### [Exercise goal]
One number is the whole answer: how many lines of the material hold "errors".
[Provided entries — start]
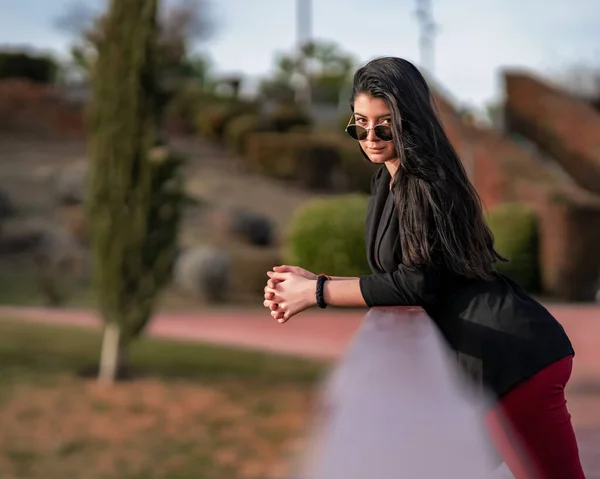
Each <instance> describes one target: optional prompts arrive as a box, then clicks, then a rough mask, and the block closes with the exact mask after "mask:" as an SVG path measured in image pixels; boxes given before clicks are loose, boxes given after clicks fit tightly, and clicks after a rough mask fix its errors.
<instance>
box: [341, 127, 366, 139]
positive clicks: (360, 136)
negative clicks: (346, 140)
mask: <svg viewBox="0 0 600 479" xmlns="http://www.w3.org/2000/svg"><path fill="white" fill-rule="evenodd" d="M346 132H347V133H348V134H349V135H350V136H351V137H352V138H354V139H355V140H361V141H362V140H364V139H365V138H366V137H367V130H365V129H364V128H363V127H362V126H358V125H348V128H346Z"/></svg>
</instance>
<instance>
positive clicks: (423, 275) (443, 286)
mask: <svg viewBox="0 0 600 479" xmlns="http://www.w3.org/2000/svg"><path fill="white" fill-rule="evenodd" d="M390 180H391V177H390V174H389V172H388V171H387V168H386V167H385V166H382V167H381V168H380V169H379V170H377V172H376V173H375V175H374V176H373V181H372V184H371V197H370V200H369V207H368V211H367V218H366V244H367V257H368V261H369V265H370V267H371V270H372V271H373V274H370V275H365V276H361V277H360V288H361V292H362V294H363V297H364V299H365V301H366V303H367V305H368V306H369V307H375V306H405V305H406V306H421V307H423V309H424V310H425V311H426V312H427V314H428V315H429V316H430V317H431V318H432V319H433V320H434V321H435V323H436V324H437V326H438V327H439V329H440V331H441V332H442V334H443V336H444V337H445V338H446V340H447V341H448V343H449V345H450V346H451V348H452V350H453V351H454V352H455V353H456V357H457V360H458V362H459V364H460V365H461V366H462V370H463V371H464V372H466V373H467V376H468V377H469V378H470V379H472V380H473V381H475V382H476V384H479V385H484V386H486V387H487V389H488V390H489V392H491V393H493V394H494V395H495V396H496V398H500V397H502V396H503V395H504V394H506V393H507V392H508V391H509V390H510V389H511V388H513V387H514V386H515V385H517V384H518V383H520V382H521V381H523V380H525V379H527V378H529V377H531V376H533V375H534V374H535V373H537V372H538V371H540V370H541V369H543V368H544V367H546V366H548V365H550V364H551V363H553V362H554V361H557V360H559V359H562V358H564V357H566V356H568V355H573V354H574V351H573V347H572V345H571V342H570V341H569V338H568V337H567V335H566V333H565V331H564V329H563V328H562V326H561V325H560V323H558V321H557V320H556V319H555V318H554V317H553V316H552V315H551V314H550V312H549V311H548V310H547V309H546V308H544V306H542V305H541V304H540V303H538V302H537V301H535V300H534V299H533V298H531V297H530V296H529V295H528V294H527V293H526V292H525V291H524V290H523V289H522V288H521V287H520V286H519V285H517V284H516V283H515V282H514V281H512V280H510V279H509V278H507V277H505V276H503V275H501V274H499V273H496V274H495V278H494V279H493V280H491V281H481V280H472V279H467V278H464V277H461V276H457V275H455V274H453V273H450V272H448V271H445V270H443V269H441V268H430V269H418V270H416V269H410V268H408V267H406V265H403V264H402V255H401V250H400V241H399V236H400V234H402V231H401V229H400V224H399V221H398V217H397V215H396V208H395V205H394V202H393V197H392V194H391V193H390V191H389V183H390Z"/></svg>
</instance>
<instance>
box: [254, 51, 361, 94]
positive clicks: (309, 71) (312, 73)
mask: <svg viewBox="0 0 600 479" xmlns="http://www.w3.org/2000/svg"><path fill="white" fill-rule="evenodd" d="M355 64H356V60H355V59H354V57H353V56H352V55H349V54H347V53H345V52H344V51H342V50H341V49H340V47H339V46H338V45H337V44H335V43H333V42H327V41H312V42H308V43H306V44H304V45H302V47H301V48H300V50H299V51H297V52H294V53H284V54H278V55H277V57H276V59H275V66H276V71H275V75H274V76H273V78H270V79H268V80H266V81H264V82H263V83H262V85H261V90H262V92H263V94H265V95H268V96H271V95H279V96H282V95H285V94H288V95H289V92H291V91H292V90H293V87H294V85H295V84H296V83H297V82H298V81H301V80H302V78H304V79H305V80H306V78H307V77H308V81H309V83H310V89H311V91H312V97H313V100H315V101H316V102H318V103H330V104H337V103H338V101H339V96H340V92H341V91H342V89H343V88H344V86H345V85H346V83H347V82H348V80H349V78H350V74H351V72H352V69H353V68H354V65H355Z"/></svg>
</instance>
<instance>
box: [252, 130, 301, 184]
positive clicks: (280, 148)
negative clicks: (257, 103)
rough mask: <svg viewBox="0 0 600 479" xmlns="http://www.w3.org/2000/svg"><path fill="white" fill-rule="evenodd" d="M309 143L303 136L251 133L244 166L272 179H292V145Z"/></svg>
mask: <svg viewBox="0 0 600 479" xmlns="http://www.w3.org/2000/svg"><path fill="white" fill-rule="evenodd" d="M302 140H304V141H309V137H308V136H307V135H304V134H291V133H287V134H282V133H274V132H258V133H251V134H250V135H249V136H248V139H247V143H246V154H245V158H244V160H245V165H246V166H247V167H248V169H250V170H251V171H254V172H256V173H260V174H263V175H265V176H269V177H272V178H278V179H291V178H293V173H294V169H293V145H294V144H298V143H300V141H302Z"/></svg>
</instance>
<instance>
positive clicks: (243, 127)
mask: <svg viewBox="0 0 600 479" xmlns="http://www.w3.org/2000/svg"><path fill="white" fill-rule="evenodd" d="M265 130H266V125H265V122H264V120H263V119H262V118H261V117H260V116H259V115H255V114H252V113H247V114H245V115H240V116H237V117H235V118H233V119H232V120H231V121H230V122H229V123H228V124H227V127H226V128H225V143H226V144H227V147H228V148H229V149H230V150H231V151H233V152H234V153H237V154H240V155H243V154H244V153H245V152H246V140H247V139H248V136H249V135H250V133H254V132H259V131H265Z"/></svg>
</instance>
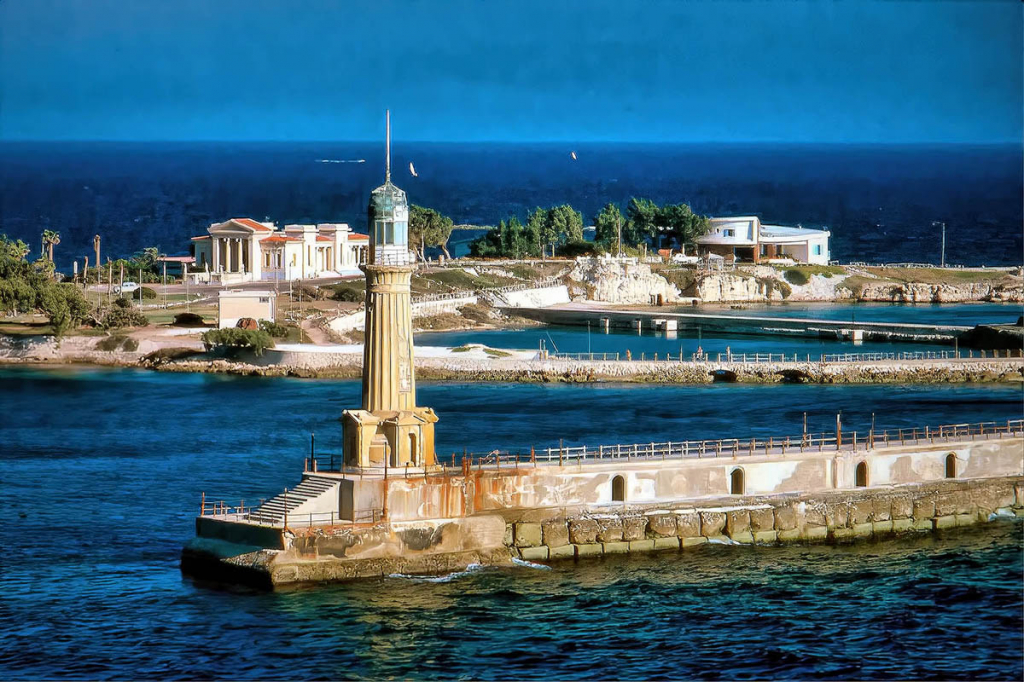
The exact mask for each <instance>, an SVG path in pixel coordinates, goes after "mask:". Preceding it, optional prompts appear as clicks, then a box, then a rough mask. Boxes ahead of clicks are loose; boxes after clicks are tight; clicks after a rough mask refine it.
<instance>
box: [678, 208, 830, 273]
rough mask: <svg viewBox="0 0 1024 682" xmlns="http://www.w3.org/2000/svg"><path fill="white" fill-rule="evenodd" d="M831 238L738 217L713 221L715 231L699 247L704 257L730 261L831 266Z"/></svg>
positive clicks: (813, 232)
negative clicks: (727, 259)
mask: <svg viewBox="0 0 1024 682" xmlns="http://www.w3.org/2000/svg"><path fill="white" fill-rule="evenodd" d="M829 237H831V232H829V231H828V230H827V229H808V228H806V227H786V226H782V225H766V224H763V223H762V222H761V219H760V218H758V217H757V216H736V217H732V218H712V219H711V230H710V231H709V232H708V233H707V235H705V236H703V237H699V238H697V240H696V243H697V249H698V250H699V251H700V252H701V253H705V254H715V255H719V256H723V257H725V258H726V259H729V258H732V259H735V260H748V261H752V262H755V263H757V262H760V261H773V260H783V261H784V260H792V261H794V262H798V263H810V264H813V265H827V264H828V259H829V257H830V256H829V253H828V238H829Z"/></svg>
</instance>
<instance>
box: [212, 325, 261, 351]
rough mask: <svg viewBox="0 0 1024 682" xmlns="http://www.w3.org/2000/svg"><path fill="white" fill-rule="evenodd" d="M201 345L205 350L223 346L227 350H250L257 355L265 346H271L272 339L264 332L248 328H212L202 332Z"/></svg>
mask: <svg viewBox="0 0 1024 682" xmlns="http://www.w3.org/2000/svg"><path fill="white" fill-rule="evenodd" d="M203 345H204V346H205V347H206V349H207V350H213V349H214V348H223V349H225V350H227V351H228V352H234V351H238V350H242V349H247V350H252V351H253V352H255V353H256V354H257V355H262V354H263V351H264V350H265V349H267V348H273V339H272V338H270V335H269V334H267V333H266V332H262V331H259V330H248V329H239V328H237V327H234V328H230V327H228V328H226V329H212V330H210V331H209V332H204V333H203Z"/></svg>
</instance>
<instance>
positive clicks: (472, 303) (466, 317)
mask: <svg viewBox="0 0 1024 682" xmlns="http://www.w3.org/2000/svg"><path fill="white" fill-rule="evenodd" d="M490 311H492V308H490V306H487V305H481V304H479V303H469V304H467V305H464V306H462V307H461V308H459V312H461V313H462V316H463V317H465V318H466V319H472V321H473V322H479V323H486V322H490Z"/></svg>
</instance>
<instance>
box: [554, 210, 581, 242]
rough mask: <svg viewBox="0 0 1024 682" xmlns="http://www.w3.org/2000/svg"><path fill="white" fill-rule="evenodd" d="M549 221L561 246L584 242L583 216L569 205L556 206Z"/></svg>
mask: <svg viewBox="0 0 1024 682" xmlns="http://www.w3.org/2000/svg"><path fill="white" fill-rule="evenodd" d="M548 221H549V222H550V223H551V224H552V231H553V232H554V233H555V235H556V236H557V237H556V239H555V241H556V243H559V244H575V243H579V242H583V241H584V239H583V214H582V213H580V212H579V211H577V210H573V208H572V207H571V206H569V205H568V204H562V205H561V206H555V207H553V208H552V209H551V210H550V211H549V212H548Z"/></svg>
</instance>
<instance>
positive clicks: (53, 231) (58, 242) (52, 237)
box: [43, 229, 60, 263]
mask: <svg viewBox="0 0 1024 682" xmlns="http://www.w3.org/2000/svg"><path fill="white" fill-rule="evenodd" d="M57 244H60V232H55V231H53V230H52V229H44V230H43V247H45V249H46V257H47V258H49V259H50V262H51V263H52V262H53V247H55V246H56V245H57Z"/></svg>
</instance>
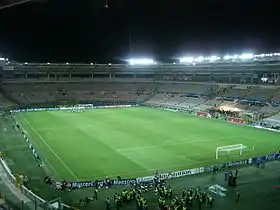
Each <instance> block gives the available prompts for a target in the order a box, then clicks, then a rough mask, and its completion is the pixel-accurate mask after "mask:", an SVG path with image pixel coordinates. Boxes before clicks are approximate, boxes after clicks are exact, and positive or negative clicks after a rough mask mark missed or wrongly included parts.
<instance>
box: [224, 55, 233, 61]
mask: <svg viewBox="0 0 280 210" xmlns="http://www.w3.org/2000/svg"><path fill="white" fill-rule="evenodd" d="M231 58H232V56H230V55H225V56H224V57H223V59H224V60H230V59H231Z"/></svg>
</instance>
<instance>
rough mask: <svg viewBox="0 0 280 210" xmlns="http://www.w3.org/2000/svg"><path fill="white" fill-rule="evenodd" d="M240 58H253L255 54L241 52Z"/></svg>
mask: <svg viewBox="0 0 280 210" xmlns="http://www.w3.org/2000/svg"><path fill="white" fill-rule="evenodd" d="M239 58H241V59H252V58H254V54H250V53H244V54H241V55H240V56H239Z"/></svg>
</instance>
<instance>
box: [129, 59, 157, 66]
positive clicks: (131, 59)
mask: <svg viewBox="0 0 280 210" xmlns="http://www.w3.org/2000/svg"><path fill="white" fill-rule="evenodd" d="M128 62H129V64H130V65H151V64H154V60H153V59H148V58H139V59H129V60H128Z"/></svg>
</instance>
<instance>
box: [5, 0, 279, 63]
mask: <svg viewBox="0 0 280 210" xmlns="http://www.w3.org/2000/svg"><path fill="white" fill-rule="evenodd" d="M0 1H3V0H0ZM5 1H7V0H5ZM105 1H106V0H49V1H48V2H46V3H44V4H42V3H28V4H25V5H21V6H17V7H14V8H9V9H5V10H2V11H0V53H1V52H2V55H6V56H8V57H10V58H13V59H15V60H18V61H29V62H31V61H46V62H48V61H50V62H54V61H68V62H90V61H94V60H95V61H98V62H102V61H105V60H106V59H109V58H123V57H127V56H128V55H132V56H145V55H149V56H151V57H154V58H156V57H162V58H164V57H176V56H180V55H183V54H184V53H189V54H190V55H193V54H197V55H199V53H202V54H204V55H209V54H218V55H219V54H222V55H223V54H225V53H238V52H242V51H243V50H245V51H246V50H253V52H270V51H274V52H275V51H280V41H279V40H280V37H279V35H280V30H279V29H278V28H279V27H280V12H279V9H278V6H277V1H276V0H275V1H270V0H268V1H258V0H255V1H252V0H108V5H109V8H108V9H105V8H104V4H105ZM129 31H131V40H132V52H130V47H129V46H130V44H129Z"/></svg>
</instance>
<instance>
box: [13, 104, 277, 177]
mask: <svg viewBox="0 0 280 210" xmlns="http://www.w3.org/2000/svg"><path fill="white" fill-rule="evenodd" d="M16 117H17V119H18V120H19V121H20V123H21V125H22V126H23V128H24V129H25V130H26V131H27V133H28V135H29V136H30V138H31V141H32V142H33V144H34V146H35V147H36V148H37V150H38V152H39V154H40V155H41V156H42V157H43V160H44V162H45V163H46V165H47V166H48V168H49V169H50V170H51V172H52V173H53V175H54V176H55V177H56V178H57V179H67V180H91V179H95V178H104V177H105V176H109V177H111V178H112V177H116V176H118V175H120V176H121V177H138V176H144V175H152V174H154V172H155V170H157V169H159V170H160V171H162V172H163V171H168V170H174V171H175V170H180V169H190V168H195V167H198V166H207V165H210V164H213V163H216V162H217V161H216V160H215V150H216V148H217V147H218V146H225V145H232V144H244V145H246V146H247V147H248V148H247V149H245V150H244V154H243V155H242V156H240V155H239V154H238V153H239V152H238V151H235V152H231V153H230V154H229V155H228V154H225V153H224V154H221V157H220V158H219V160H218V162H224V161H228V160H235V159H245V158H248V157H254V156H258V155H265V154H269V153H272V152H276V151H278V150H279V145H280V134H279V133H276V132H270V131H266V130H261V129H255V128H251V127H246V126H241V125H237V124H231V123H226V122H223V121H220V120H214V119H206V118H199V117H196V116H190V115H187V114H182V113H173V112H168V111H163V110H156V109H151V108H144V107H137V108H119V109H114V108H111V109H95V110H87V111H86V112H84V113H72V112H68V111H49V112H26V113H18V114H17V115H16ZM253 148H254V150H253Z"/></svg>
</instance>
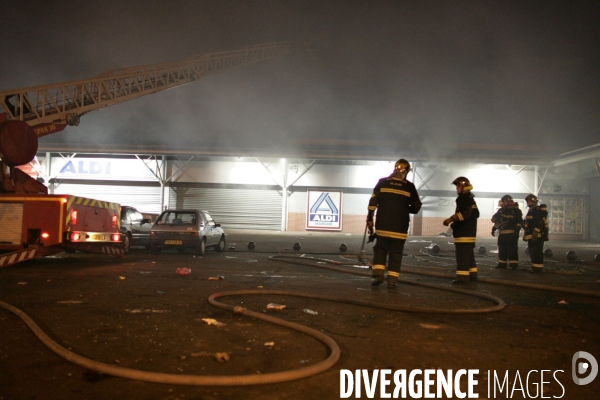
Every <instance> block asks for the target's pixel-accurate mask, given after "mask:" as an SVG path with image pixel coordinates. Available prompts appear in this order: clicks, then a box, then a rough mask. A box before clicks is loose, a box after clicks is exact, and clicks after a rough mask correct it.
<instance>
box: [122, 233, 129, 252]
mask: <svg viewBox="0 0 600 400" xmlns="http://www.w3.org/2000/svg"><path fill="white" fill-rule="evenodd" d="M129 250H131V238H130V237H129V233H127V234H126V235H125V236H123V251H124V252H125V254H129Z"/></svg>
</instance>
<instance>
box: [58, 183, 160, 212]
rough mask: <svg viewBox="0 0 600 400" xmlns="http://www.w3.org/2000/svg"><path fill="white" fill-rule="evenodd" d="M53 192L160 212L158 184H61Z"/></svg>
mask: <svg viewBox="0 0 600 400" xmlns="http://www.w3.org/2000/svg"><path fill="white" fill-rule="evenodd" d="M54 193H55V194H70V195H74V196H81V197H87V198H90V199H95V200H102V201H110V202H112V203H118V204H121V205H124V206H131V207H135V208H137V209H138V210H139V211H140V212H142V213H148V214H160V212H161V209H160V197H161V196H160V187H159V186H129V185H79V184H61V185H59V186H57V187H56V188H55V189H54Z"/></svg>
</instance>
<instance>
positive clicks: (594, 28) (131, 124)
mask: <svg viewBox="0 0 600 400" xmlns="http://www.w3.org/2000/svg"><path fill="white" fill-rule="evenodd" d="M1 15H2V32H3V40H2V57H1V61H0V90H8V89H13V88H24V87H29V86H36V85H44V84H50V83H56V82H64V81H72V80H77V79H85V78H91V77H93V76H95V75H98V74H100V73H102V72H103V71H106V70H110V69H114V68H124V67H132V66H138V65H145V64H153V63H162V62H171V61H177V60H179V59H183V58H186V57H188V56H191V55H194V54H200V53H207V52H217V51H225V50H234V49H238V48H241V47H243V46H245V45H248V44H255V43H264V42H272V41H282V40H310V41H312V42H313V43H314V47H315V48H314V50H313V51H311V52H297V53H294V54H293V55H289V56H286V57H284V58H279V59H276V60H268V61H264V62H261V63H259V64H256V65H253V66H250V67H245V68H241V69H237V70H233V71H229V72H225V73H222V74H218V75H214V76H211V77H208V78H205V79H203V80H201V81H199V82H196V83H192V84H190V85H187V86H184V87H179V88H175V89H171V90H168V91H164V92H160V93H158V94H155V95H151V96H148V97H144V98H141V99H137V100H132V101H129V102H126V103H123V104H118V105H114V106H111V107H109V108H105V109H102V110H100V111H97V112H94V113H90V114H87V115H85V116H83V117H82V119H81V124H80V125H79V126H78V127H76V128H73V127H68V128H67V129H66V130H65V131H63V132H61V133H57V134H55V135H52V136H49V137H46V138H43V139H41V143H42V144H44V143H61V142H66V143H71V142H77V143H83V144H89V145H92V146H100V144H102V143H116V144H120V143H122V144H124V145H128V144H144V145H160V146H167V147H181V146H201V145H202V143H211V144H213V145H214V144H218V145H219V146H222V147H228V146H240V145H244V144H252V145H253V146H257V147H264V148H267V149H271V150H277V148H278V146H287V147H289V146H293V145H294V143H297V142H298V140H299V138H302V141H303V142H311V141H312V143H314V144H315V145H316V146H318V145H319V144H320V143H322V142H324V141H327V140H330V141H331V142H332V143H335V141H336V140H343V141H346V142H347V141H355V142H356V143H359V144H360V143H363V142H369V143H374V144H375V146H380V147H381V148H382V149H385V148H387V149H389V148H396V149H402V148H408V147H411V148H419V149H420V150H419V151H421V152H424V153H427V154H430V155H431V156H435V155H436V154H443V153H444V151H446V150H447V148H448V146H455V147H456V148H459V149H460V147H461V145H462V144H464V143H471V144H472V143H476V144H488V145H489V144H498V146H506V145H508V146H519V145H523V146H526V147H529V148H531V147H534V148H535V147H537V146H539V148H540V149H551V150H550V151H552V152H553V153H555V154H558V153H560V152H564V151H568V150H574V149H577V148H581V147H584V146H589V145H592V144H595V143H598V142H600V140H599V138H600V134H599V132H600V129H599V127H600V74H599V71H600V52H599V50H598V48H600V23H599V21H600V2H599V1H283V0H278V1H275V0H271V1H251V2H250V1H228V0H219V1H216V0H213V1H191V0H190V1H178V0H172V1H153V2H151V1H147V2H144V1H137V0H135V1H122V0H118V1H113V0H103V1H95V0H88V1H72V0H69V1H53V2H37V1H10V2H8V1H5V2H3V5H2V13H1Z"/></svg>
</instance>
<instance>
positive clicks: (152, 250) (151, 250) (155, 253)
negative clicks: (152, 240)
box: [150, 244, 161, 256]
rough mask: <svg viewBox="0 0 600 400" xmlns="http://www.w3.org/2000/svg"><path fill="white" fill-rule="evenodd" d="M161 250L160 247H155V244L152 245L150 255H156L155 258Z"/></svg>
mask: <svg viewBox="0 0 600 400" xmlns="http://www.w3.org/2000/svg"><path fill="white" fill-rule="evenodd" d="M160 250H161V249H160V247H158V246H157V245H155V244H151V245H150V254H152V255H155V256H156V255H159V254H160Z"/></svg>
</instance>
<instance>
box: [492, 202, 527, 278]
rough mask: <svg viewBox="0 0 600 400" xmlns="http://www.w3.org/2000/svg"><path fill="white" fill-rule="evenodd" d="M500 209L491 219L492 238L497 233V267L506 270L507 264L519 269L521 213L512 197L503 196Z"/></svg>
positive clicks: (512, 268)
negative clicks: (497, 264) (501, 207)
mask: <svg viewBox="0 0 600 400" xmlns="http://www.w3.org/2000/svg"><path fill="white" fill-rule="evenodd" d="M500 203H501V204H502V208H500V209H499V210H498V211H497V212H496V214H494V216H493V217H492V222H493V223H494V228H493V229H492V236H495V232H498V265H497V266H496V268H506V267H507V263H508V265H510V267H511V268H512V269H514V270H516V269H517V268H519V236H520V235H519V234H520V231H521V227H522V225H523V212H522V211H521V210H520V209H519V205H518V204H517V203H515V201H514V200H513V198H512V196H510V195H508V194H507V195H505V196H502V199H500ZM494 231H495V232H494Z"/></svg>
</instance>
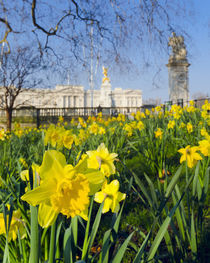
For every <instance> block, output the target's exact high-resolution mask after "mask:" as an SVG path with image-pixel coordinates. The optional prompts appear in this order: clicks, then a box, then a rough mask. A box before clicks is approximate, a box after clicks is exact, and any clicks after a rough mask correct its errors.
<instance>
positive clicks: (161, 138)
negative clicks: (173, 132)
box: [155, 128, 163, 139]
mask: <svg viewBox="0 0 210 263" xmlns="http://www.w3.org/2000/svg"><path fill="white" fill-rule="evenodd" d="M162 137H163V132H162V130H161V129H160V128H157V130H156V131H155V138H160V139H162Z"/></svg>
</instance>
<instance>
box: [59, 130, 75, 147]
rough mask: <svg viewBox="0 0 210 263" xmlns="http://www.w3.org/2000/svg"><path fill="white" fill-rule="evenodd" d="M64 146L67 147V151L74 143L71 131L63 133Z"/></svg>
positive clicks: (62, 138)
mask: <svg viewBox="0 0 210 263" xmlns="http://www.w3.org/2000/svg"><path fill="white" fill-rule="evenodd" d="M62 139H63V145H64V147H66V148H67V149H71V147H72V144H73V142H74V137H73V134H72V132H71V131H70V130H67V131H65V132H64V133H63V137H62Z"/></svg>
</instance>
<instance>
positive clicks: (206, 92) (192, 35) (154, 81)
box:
[Provided entries — finish]
### [Written solution]
2